* Begin Data entries *

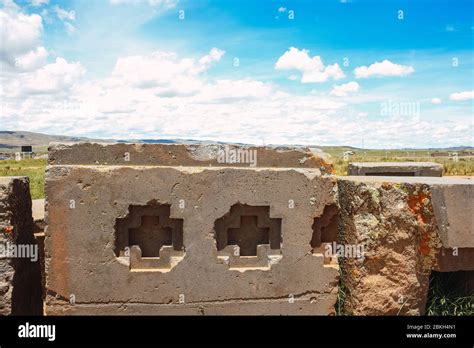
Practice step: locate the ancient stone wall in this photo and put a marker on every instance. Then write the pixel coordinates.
(220, 229)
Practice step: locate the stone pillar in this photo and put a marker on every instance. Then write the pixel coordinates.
(20, 275)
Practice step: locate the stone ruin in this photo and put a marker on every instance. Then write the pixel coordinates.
(214, 229)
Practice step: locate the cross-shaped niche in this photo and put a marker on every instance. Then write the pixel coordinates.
(247, 237)
(149, 238)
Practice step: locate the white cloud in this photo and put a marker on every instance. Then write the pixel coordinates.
(65, 14)
(164, 70)
(20, 33)
(312, 68)
(33, 59)
(449, 28)
(71, 29)
(38, 3)
(384, 68)
(166, 4)
(345, 89)
(52, 78)
(466, 95)
(214, 55)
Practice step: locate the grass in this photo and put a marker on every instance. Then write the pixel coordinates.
(463, 167)
(447, 296)
(32, 168)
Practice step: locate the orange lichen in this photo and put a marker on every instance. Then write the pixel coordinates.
(8, 230)
(416, 203)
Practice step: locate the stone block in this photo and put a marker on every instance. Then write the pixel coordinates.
(188, 155)
(20, 275)
(165, 238)
(406, 226)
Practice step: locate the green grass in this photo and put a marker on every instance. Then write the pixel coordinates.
(447, 295)
(32, 168)
(464, 166)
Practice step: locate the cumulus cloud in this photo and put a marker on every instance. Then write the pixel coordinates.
(64, 14)
(21, 33)
(214, 55)
(345, 89)
(167, 4)
(38, 3)
(466, 95)
(50, 79)
(312, 68)
(164, 71)
(33, 59)
(384, 68)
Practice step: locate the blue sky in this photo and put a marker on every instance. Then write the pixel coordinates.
(381, 73)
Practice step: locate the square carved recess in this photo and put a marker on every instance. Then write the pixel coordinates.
(247, 238)
(149, 238)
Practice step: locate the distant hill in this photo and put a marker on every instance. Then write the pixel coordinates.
(12, 140)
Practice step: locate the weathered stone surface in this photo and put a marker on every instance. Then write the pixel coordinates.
(396, 221)
(20, 277)
(395, 169)
(230, 240)
(453, 204)
(185, 155)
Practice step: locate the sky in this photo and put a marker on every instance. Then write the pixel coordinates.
(364, 73)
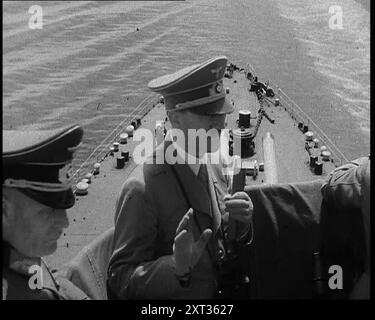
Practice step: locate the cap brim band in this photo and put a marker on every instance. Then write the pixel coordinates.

* End Data entries *

Rewrite the part of the items that opens with the line containing "Practice step: locate the distant" and runs through the end of the items, requests included, shifting every number in the pixel coordinates by -89. Omit the pictures from your answer.

Practice step: locate the distant hill in this photo and put a marker on every instance. Then write the pixel coordinates.
(-77, 51)
Practice step: locate the weathered stone surface in this photo and put a marker on every instance. Then write the pixel coordinates.
(307, 132)
(-69, 188)
(306, 80)
(141, 151)
(364, 115)
(96, 66)
Practice step: locate the sky in this photo and put a marker on every instance. Then write the pixel coordinates.
(275, -16)
Practice step: locate the cap brim band in this photo and put a marker on every instance. Then write the pixel coordinates.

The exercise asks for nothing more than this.